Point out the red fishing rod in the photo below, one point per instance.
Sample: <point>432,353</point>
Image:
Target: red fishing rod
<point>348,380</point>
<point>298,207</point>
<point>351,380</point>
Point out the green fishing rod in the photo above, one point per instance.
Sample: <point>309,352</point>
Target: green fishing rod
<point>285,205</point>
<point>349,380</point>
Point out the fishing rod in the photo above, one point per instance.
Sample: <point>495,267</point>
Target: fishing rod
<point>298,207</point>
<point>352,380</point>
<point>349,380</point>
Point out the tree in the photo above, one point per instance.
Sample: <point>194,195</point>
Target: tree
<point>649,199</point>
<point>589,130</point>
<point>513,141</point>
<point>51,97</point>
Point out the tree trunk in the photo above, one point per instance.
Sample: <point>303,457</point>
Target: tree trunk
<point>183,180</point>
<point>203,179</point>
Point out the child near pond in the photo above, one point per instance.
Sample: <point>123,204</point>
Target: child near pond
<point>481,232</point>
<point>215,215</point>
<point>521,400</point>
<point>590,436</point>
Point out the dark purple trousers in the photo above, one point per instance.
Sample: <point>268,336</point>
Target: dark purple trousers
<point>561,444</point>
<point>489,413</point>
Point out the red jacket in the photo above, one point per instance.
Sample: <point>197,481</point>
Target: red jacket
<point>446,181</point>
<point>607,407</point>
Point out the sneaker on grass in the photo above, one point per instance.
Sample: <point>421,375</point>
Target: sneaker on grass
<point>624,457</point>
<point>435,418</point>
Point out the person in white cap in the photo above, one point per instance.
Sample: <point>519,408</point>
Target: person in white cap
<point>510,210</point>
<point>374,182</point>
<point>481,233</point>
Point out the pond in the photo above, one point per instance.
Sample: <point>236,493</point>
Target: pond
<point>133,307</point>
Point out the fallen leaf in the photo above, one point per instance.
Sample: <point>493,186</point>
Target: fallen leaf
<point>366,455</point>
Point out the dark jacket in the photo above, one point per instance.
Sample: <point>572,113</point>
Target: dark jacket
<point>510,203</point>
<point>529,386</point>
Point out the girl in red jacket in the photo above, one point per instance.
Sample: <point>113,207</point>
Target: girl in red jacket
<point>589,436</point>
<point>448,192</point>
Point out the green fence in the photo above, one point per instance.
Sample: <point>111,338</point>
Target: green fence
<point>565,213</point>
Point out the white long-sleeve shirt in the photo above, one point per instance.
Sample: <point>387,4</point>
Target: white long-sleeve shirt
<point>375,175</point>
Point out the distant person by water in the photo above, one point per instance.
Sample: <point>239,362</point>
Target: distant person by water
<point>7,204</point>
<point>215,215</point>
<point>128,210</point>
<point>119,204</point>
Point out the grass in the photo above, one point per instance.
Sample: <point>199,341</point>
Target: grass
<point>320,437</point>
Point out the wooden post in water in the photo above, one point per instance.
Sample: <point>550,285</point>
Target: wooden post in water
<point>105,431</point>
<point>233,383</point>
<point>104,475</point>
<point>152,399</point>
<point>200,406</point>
+--
Assignment » Could you please copy the lines of the listing above exactly, from its first line through the line bearing "Sample: <point>421,375</point>", and nothing more?

Worked solution »
Point out the red fishing rod in the photo below, one point per instance.
Sample: <point>432,353</point>
Image:
Target: red fishing rod
<point>348,380</point>
<point>298,207</point>
<point>351,380</point>
Point out the green fishing rod in the photo above, one point per instance.
Sample: <point>309,352</point>
Target: green fishing rod
<point>285,205</point>
<point>349,380</point>
Point out the fishing rod in the photo above, one point per instance.
Sample: <point>495,267</point>
Target: fishing rod
<point>298,207</point>
<point>352,380</point>
<point>349,380</point>
Point out the tree in the photo above, one point per instance.
Sample: <point>194,195</point>
Target: tree
<point>649,199</point>
<point>589,130</point>
<point>513,141</point>
<point>51,97</point>
Point out the tree trunk in the photo above, one point per instance.
Sample: <point>303,457</point>
Target: tree trunk
<point>183,180</point>
<point>203,179</point>
Point out the child near pond in the photo above, one point per instance.
Sample: <point>123,204</point>
Target: child near pond
<point>481,232</point>
<point>215,215</point>
<point>521,400</point>
<point>590,436</point>
Point out the dark purple trousers in the photo above, one point per instance.
Sample: <point>268,336</point>
Target: dark purple trousers
<point>561,444</point>
<point>489,413</point>
Point out the red jacket in the photo above, one point per instance.
Sample: <point>197,481</point>
Target: red jacket
<point>446,181</point>
<point>607,407</point>
Point out the sneaker on grass in the photo above, one point per instance.
Sample: <point>421,375</point>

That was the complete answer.